Extracted records:
################

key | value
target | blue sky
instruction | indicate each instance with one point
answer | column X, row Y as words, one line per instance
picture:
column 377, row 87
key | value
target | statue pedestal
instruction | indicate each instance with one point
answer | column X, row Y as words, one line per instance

################

▸ Task: Output the records above, each one exactly, with none left out.

▸ Response to this task:
key | value
target | blue sky
instruction | indicate each instance with one point
answer | column X, row Y as words, one line per instance
picture:
column 377, row 87
key | value
target | statue pedestal
instruction | indicate each instance with one point
answer | column X, row Y as words, one line per instance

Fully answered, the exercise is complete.